- [Task]:
Transcription of the full listing is required, character for character.

Top of Data for this task

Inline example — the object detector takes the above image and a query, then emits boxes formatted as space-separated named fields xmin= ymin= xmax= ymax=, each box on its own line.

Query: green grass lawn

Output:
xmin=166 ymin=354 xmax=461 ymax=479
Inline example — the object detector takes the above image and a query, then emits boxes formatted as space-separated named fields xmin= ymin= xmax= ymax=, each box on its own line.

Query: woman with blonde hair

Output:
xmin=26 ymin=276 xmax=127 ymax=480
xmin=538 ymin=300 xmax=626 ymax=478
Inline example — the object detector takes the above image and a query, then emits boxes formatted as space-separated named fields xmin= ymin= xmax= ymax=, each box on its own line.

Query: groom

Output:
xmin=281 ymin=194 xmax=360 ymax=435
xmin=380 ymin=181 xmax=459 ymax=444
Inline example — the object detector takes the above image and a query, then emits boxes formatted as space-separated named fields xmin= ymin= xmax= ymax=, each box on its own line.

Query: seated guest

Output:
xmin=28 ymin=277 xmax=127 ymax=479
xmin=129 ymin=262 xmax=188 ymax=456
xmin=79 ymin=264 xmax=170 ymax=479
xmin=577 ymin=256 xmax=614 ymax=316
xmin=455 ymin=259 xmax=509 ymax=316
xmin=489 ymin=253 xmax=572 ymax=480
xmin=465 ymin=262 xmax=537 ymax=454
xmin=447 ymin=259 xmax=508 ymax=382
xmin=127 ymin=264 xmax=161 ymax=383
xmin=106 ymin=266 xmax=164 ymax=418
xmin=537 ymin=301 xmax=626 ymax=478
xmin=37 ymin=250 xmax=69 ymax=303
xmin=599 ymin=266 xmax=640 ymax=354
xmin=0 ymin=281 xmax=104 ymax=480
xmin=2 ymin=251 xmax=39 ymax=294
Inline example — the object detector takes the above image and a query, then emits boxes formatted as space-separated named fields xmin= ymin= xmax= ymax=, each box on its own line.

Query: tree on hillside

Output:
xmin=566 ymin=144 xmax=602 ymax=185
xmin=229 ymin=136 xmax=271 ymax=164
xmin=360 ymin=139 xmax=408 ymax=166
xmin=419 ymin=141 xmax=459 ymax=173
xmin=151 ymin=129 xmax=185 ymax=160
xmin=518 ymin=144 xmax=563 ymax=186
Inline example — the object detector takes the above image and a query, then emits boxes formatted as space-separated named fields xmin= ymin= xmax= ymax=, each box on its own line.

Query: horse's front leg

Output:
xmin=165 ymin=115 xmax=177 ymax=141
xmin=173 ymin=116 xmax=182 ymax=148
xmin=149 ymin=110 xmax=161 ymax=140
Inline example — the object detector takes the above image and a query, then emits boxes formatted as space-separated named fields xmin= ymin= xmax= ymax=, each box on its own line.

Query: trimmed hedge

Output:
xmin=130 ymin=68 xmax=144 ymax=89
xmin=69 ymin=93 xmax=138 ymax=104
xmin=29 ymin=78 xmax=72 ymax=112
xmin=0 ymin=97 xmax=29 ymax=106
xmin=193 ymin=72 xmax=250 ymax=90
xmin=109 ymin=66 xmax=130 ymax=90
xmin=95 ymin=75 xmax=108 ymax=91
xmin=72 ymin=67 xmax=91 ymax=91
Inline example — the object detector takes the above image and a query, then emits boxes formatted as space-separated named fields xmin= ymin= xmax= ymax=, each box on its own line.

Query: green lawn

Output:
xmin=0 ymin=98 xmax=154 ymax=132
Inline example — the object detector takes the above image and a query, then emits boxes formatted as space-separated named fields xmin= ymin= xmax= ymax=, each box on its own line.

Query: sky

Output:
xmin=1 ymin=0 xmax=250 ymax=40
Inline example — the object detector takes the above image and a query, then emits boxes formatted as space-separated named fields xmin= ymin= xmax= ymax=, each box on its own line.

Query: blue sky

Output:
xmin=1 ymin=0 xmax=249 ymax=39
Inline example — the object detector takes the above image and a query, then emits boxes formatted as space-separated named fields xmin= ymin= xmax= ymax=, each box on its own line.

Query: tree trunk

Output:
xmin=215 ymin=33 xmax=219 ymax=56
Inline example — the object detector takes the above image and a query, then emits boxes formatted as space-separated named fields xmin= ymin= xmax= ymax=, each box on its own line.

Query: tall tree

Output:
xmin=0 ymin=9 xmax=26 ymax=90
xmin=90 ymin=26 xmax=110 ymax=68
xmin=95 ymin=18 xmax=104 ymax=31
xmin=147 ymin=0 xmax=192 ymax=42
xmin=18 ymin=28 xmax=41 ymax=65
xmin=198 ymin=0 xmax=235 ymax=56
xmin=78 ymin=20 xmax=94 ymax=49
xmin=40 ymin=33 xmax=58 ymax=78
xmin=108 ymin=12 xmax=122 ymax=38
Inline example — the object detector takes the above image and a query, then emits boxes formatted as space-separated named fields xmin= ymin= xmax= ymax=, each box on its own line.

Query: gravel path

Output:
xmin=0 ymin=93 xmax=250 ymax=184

Bottom of Data for this task

- [Written answer]:
Inline example — the object detector takes the above image and a query, then emits boxes formatted as space-separated named fields xmin= ymin= xmax= ymax=, each box on its own line.

Query: green grass lawn

Output:
xmin=166 ymin=354 xmax=461 ymax=479
Inline example — the object detector takes the above image and a query, then emits boxes formatted as space-separated named fields xmin= ymin= xmax= ymax=, each box on its own line.

Query: woman with blonde hair

Output:
xmin=26 ymin=276 xmax=127 ymax=480
xmin=538 ymin=300 xmax=626 ymax=478
Inline example — the object detector takes the above image and a query, then emits boxes formatted as space-separated named fields xmin= ymin= xmax= ymax=, each box on its own line.

Query: groom

Output:
xmin=281 ymin=194 xmax=360 ymax=435
xmin=380 ymin=181 xmax=459 ymax=444
Inline example — the object detector takes the above image and a query, then emits boxes formatted as space-separated named fields xmin= ymin= xmax= ymax=, each box on its own line.

Query: seated guest

Output:
xmin=28 ymin=277 xmax=127 ymax=479
xmin=129 ymin=262 xmax=188 ymax=456
xmin=79 ymin=264 xmax=170 ymax=479
xmin=577 ymin=256 xmax=614 ymax=316
xmin=455 ymin=259 xmax=509 ymax=316
xmin=489 ymin=253 xmax=572 ymax=480
xmin=465 ymin=262 xmax=537 ymax=454
xmin=447 ymin=259 xmax=508 ymax=382
xmin=127 ymin=264 xmax=161 ymax=383
xmin=106 ymin=266 xmax=164 ymax=418
xmin=537 ymin=301 xmax=626 ymax=478
xmin=37 ymin=250 xmax=69 ymax=303
xmin=599 ymin=266 xmax=640 ymax=354
xmin=0 ymin=281 xmax=104 ymax=480
xmin=2 ymin=251 xmax=39 ymax=294
Inline example — the object detector takes the above image and a query, then emits boxes formatted as space-separated named fields xmin= ymin= xmax= ymax=, each box on its own line.

Query: tree on hillside

Output:
xmin=566 ymin=144 xmax=602 ymax=185
xmin=229 ymin=136 xmax=271 ymax=164
xmin=360 ymin=139 xmax=408 ymax=166
xmin=419 ymin=141 xmax=459 ymax=173
xmin=151 ymin=129 xmax=185 ymax=160
xmin=518 ymin=144 xmax=563 ymax=186
Inline example — the object detector takes the above image and a query, then emits boxes formatted as space-separated named fields xmin= ymin= xmax= ymax=, each box on its own line.

Query: horse's front leg

Output:
xmin=165 ymin=115 xmax=177 ymax=141
xmin=173 ymin=116 xmax=182 ymax=148
xmin=149 ymin=110 xmax=161 ymax=140
Inline example — the object detector takes the above image and a query, then emits boxes formatted as space-separated named fields xmin= ymin= xmax= ymax=, each box on its own line.

Query: trimmed hedge

Output:
xmin=130 ymin=68 xmax=144 ymax=89
xmin=69 ymin=93 xmax=138 ymax=104
xmin=29 ymin=78 xmax=72 ymax=112
xmin=0 ymin=97 xmax=29 ymax=106
xmin=193 ymin=72 xmax=250 ymax=90
xmin=109 ymin=66 xmax=130 ymax=90
xmin=95 ymin=75 xmax=108 ymax=91
xmin=72 ymin=67 xmax=91 ymax=91
Inline example — the object detector takes the above image and a query, then emits boxes formatted as space-separated named fields xmin= ymin= xmax= ymax=, each box on its own line.

Query: green lawn

Output:
xmin=0 ymin=98 xmax=154 ymax=132
Inline example — the object detector takes the above image and a query, then emits boxes formatted as space-separated named fields xmin= ymin= xmax= ymax=, each box on its own line.

Query: sky

Output:
xmin=1 ymin=0 xmax=250 ymax=40
Inline example — the object detector takes the above image and a query, then emits boxes formatted as space-separated named fields xmin= ymin= xmax= ymax=, each box on its own line.

Query: blue sky

Output:
xmin=1 ymin=0 xmax=249 ymax=39
Inline example — the object detector takes the above image and a query, then emits boxes formatted as space-separated named fields xmin= ymin= xmax= ymax=, each box on its own line.

Query: tree trunk

Output:
xmin=215 ymin=33 xmax=219 ymax=56
Inline example — the object detector takes the above image and a query, then emits boxes formatted as space-separated named fields xmin= ymin= xmax= ymax=, each box on its own line.

Query: tall tree

Output:
xmin=0 ymin=9 xmax=26 ymax=90
xmin=90 ymin=26 xmax=110 ymax=68
xmin=95 ymin=18 xmax=104 ymax=31
xmin=147 ymin=0 xmax=192 ymax=42
xmin=18 ymin=28 xmax=41 ymax=65
xmin=198 ymin=0 xmax=235 ymax=56
xmin=78 ymin=20 xmax=94 ymax=49
xmin=40 ymin=33 xmax=58 ymax=78
xmin=108 ymin=12 xmax=122 ymax=38
Inline example — the object detector takes the above image and a query, then emits boxes formatted as space-separated named fields xmin= ymin= xmax= ymax=, each box on its own line.

Query: gravel path

Output:
xmin=0 ymin=93 xmax=250 ymax=184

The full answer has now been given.